Input records
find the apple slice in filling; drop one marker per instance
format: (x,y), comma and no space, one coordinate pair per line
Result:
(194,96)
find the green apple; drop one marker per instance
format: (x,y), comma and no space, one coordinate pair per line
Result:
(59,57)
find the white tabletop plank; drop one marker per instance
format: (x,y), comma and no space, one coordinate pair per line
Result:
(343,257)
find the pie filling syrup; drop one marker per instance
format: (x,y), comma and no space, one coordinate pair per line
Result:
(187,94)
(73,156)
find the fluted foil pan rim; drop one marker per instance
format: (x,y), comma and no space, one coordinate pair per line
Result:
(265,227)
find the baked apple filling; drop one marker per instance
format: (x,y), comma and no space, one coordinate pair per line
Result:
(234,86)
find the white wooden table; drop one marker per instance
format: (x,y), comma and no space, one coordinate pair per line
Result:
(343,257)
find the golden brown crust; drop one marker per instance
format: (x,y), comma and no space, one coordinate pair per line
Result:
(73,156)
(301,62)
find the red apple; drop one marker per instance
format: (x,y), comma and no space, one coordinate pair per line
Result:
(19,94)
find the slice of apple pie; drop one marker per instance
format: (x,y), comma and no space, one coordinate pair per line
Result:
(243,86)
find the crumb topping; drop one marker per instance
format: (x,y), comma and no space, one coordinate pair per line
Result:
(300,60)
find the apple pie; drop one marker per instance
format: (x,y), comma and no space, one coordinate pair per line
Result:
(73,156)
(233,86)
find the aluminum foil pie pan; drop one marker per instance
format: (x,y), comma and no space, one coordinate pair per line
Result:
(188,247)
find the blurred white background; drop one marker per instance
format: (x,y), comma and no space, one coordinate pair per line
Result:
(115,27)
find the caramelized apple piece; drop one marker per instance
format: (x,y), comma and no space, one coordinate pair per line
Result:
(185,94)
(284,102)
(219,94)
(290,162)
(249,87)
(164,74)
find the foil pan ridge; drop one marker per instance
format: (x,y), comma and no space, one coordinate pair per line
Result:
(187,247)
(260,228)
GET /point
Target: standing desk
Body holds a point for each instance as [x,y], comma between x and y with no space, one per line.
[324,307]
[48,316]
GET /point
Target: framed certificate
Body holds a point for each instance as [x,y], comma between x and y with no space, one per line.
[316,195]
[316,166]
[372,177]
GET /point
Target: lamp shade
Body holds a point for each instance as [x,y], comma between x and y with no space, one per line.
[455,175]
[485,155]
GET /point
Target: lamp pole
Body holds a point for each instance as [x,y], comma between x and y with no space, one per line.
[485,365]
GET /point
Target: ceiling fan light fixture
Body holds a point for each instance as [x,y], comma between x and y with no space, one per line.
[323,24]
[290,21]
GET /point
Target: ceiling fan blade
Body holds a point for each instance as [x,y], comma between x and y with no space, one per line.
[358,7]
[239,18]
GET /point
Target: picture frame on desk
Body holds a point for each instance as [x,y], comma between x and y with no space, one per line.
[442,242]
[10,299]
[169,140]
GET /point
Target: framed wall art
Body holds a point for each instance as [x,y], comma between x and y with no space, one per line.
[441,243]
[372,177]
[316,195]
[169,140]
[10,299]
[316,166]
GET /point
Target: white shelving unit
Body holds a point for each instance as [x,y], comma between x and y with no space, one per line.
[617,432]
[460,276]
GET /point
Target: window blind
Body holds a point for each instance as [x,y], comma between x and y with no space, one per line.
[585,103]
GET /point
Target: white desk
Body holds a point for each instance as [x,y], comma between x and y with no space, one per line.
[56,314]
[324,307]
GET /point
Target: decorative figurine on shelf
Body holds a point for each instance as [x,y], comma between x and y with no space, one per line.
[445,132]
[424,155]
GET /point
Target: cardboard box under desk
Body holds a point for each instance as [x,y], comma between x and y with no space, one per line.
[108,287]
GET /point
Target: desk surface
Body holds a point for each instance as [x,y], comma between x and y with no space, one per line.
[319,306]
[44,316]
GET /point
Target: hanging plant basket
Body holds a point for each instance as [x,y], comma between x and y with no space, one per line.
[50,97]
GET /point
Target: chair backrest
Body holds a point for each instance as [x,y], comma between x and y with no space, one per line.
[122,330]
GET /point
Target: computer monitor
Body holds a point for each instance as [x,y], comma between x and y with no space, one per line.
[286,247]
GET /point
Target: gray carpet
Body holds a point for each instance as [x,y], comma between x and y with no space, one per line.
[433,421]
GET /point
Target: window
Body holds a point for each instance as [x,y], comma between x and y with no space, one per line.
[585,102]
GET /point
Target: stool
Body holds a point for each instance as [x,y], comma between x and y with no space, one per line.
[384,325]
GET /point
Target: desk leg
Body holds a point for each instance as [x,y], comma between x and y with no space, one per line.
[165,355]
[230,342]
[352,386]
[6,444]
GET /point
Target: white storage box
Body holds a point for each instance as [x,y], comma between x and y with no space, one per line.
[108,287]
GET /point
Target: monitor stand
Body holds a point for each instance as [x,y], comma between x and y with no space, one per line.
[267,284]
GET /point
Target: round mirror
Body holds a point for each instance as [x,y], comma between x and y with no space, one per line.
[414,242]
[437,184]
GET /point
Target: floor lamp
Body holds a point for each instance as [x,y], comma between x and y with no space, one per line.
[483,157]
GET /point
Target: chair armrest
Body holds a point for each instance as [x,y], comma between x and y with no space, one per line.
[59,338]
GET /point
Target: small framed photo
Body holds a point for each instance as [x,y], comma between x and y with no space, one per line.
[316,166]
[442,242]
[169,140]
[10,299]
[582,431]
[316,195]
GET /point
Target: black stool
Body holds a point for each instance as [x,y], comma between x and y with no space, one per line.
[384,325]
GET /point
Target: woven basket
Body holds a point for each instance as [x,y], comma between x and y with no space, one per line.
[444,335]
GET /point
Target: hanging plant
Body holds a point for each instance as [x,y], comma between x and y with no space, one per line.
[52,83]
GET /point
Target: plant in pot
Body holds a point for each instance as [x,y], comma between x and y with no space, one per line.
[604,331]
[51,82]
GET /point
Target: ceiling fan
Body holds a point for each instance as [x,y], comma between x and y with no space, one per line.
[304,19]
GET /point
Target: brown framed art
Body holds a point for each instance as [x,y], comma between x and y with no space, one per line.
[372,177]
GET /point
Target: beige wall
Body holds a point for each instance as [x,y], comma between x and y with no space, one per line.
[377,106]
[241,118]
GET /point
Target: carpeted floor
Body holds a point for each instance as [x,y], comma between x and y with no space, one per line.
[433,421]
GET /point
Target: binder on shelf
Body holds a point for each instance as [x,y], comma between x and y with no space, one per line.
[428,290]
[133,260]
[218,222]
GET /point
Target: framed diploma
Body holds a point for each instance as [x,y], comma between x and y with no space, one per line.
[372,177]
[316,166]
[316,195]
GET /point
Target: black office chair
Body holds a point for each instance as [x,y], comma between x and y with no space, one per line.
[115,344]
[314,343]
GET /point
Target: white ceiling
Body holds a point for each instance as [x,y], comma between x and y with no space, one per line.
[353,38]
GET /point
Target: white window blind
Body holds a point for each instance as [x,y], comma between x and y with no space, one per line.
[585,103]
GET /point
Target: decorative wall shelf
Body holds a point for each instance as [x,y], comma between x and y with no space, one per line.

What to do
Show every line of the records that contains the string "floor", matching case exactly.

Exercise answer
Target: floor lamp
Target: carpeted floor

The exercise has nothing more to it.